[Records from a data source]
____________________

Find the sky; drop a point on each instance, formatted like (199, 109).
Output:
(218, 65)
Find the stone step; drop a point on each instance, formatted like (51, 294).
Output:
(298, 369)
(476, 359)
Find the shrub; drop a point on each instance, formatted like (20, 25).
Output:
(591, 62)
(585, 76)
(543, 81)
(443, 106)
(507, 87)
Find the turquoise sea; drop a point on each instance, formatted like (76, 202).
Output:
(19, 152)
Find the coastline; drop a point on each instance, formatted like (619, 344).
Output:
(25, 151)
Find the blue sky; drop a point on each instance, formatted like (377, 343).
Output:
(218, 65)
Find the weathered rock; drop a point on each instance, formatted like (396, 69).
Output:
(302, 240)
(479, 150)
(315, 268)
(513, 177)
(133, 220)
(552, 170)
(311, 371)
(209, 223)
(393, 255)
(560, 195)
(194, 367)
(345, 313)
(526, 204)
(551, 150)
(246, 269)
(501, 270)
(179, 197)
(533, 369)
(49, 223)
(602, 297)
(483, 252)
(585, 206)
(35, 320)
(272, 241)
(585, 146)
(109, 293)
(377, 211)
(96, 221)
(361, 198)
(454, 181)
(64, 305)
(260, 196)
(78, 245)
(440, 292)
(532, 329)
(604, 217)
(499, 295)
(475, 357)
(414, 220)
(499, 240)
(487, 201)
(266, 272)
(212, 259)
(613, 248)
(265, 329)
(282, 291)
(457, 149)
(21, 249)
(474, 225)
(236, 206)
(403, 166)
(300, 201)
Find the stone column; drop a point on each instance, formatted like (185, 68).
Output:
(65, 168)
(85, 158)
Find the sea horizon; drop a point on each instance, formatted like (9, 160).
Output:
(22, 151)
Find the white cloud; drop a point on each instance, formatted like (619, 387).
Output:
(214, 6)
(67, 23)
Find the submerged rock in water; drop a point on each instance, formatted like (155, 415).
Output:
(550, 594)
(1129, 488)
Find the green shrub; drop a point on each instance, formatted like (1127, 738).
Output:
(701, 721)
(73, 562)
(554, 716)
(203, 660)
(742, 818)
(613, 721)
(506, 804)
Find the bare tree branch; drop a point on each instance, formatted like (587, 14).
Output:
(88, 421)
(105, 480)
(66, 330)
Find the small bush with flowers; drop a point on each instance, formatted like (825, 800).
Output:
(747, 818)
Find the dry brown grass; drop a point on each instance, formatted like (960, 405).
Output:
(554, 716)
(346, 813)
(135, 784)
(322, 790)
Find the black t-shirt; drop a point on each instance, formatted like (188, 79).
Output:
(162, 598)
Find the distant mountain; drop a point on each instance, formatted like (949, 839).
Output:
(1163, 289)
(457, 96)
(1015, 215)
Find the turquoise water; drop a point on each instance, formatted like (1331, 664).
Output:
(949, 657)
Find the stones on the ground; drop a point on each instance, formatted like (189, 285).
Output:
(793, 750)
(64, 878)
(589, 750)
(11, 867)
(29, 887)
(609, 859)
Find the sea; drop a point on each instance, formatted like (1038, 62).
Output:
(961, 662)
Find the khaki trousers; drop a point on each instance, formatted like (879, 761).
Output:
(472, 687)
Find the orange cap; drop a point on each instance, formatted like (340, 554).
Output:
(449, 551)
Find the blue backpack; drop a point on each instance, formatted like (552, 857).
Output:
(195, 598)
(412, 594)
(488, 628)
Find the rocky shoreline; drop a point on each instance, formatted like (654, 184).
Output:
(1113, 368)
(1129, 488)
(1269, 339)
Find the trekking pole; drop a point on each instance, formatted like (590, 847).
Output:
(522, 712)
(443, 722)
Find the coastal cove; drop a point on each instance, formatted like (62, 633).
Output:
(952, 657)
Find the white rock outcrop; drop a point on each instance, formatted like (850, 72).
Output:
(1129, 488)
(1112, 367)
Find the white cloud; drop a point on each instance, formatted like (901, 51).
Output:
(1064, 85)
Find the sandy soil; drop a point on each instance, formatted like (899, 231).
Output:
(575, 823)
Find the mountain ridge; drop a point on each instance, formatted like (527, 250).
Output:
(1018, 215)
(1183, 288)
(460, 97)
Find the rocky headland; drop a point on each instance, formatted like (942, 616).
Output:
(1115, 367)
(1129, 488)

____________________

**REQUIRED WORK:** All of the data must be returned exactly.

**ANSWER TO THIS TASK:**
Find the sky; drop a point on each instance, formatted like (199, 109).
Output:
(218, 65)
Find the stone step; drop a point on each instance, formatted like (51, 294).
Output:
(298, 369)
(476, 359)
Find the shrub; drop a point on each instance, formatted like (20, 25).
Output:
(591, 62)
(585, 76)
(543, 81)
(443, 106)
(507, 87)
Find the turquoise sea; drop a point on each instance, formatted like (76, 202).
Output:
(19, 152)
Find the coastline; drop a point on each instance, formatted like (619, 344).
Output:
(25, 151)
Find the blue sky; drop a point on each instance, formatted like (377, 343).
Output:
(218, 65)
Find the weathered rock; drop a point on each instance, formatted like (396, 69).
Output:
(302, 240)
(479, 150)
(315, 268)
(513, 177)
(133, 220)
(552, 170)
(311, 371)
(209, 223)
(393, 255)
(560, 195)
(194, 367)
(345, 313)
(526, 204)
(551, 150)
(246, 269)
(501, 270)
(179, 197)
(533, 369)
(49, 223)
(602, 297)
(483, 252)
(585, 206)
(35, 320)
(272, 241)
(585, 146)
(109, 293)
(377, 211)
(96, 221)
(361, 198)
(454, 181)
(64, 305)
(260, 196)
(78, 245)
(440, 292)
(532, 329)
(604, 217)
(499, 295)
(475, 357)
(414, 220)
(499, 240)
(487, 201)
(266, 272)
(212, 259)
(613, 248)
(265, 329)
(282, 291)
(457, 149)
(21, 249)
(474, 225)
(236, 206)
(403, 166)
(300, 201)
Find the stone column; drop a point on each instance, formatted like (185, 68).
Output:
(65, 168)
(85, 158)
Find the sea horizon; drop a point on each instance, formatted like (9, 160).
Output:
(22, 151)
Find the white cloud; drop a point on each instance, formatted like (619, 387).
Output:
(214, 6)
(67, 23)
Find the submerged rock in water; drop a point on each instance, formatted like (155, 415).
Output:
(550, 594)
(1129, 488)
Find the green shrub; drop a point on each instance, formatted like (1127, 738).
Output:
(701, 721)
(73, 562)
(554, 716)
(203, 660)
(742, 818)
(613, 721)
(506, 804)
Find the bare tree branch; drop a point on each instance, formatted like (587, 14).
Output:
(88, 421)
(105, 480)
(66, 330)
Find the small bush with flowers; drop a point on each instance, formatted like (825, 800).
Output:
(747, 818)
Find the dry brown grass; drop a point on each instance, formatted like (960, 405).
Output:
(554, 716)
(346, 813)
(135, 784)
(322, 790)
Find the black t-shirt; drop a point on each instance, formatted like (188, 79).
Output:
(162, 598)
Find the distant mountain; drop a point on each instance, formatted like (949, 839).
Output:
(1163, 289)
(457, 96)
(1015, 215)
Find the turquoise water; drop a point on each instance, formatted like (1331, 664).
Output:
(949, 657)
Find the stones on the ground; drop a point on each instance, formatted like (189, 285).
Output:
(793, 750)
(64, 878)
(589, 750)
(11, 867)
(29, 887)
(609, 859)
Find the sea; drop a point on each instance, formatted like (1038, 62).
Output:
(961, 662)
Find the khaki trousers; drop a point on each instance, formatted like (879, 761).
Output:
(472, 687)
Find the orange cap; drop a point on each instance, formatted like (340, 554).
Output:
(449, 551)
Find the blue backpack; drop a point on each instance, formatted like (552, 857).
Output:
(195, 598)
(412, 594)
(488, 628)
Find the rocky shoreline; drop a point on each instance, formatted like (654, 184).
Output:
(1113, 368)
(1129, 488)
(1269, 339)
Find the trekking pole; drop a point on each instance, formatted like (590, 847).
Output:
(522, 712)
(443, 722)
Find the coastal cove; drop a point on each instance, formatted like (62, 633).
Output:
(952, 657)
Find the white rock outcrop; drop a point on each instance, formatted like (850, 72).
Output:
(1129, 488)
(1112, 367)
Find the white cloud; drop a point on each instance, formatted like (901, 51).
Output:
(1064, 85)
Find the sandy soil; drop a point on each instance, formatted like (899, 231).
Output:
(575, 823)
Find the mountain ridge; drop a point on each instance, formatted like (527, 250).
Output:
(1018, 215)
(1183, 288)
(460, 97)
Find the rocky headland; drop a point on each instance, formatted like (942, 616).
Output:
(1115, 367)
(1129, 488)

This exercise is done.